• **Exercise passage**
Study shows 86 percent fewer fatalities than 10 years ago

A new study by the Multnomah County Health Department shows that the death rate of HIV-infected residents has dropped 86 percent in the last 10 years.

HIV was the sixth leading cause of death in Multnomah County in 1994, according to the study, but it no longer ranks among the 20 greatest causes of death locally. In recent years the availability of antiretroviral therapies, or drug cocktails known as HAART, has extended the lives and increased the quality of life among people infected with HIV.

Jon Duckart, senior research analyst with the county health department, said the study showed that death rates from HIV in Oregon actually contradict a national trend. Nationally, Duckart said, death rates are higher among minorities, with African-Americans half as likely to receive the latest medications.

But according to Duckart, the study showed that HIV sufferers in Multnomah County are being treated similarly and they suffer similar death rates regardless of race or ethnicity.

• **Requirement A**
Answer these questions using the article on HIV death rates in Multnomah County:
(i) By what percentage has the death rate of HIV-infected residents dropped in the last 10 years?
(ii) Where did HIV rank among causes of death in Multnomah County in 1994?
(iii) What position does Jon Duckart hold?
• **Requirement B**
Rewrite the paragraph beginning "HIV was the sixth leading cause" from the article on HIV death rates in Multnomah County more briefly, keeping its main facts.

(Stored data entries)
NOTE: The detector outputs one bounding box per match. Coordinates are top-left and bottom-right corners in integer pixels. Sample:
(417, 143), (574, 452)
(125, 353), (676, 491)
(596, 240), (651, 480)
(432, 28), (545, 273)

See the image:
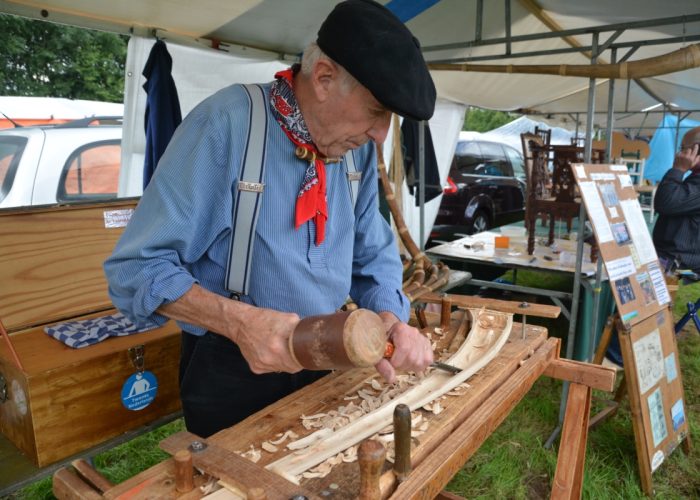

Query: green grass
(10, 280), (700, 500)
* * *
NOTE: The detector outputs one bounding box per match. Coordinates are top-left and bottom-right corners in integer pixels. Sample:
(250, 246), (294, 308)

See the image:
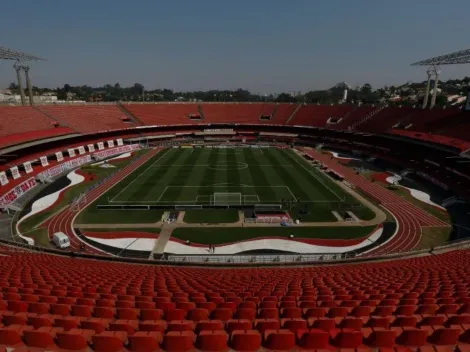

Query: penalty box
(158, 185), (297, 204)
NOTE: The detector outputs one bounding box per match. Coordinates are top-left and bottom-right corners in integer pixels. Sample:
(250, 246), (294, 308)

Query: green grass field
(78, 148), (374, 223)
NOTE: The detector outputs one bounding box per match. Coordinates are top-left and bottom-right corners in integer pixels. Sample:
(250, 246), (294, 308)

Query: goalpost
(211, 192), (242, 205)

• **Answer space A**
(i) 86 percent.
(ii) It was the sixth leading cause of death.
(iii) He is a senior research analyst with the county health department.

• **Answer space B**
HIV, the sixth leading cause of death in Multnomah County in 1994, no longer ranks among its 20 greatest causes. Antiretroviral drug cocktails known as HAART have extended the lives of people with HIV and improved their quality of life.